## Directions
What follows is a listing; give it again exactly, in its entirety.
******
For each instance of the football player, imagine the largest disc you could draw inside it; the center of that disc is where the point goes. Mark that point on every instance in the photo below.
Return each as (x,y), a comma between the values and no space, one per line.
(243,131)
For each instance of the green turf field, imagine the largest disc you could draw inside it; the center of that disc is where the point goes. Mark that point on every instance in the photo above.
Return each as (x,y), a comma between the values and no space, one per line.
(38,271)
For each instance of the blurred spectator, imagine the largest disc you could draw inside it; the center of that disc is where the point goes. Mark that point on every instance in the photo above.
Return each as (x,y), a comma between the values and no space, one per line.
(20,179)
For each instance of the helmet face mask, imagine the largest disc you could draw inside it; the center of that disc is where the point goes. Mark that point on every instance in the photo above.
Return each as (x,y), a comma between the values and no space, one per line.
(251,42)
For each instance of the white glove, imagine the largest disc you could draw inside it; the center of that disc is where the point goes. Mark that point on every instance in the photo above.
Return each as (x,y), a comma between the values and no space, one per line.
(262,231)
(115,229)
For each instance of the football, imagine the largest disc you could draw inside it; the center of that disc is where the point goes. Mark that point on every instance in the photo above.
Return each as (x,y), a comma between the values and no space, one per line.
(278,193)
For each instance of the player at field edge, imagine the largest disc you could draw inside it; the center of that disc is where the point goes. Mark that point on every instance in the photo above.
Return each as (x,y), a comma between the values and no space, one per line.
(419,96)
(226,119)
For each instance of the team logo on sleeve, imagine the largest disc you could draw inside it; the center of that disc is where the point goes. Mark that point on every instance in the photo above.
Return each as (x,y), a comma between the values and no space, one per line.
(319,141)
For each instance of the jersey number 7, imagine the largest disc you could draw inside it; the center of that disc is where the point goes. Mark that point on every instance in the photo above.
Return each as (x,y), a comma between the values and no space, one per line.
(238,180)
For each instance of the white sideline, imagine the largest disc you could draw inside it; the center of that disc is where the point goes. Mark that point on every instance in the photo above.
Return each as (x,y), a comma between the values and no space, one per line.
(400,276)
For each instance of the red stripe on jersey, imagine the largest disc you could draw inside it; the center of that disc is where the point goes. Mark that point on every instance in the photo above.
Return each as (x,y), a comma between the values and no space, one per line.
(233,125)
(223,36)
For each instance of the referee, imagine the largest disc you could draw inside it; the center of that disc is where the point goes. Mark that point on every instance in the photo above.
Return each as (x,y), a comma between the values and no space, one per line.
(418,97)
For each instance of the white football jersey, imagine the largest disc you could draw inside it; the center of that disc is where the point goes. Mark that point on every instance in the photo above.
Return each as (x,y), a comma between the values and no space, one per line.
******
## Exercise answer
For each instance of the football player, imagine the largest disc you could draw inside it; the center of that disc is where the point goes. Mark that point on every instance in the photo below.
Return each as (x,y), a comma between the values and no space, one per line.
(243,131)
For each instance of the green turf field, imagine the largest disc you could draw inside it; the center of that disc is where the point goes. Mark that point on every instance in the photo above.
Return each as (x,y), a comma between the values and no space, one per line.
(38,271)
For each instance of the blurred spectator, imagine the largest disc you could draw inside it; the center of that disc is where the point goes. Mark that point on every instance in the photo above.
Return each as (x,y), a comma between the values and no space, one per line.
(20,179)
For each instance of the helmet face mask, imagine the largest disc you could draw inside it; the center of that disc is where the point goes. Mark that point on every instance in the photo above.
Return each as (x,y), a comma between the values and no space, one per line.
(251,42)
For each instance of the white glove, imagine the largest disc you could draw inside it; the center of that disc is where the point goes. Mark that point on every instance in the photo above.
Return each as (x,y), a comma between the values and no space, one per line.
(262,231)
(115,229)
For each instance of the football, imagine the largest disc you could draw inside it; the center of that disc is where the point goes. Mark that point on every instance in the photo above.
Return each as (x,y), a comma between the values and no space, one per line.
(278,193)
For each instance of the player at field edge, imagine the largest disc you could draw inside it; the center of that disc is where the point goes. Mark that point on every instance in the photo above.
Return each as (x,y), a comma between the values and no space, one per line.
(419,96)
(226,119)
For each instance of the team logo on sleeve, imagine the largest disc you could draw inside it; the center of that disc is where the point goes. Mark that point on every instance in the photo above.
Return each as (x,y), a comma between the values and no space, one per line.
(319,141)
For each instance of the jersey number 7, imagine the largest disc you could draw inside it; the center of that disc is where the point goes. Mark that point on every instance in the photo above.
Return each as (x,y), a comma between the values and no space, one per line.
(238,180)
For each instance of the white sideline, imagine the largest disc you could draw inside it; the center of that disc is where the point goes. Mark that point on every instance in the photo above.
Return each as (x,y), a comma between the values and no space, one per line.
(400,276)
For each instance of the red stripe on jersey, imagine the largest disc you could draw inside it; the center of that disc is where the point goes. Mark that point on every instance in the photo above.
Return each as (x,y), a comma between the values and no space, one per line.
(233,125)
(223,36)
For each instance of the referee, imagine the largest disc you could draw inside it; the center of that disc is where the point goes. Mark that point on every instance in the photo above.
Return each as (x,y), a comma between the values and no space, one per line.
(418,97)
For each instance of the white football jersey, imagine the largest disc you could draw inside it; the center of that disc is where the point goes. Mark that point on every instance in the photo above.
Return each as (x,y), a comma between the values and no space, one per line.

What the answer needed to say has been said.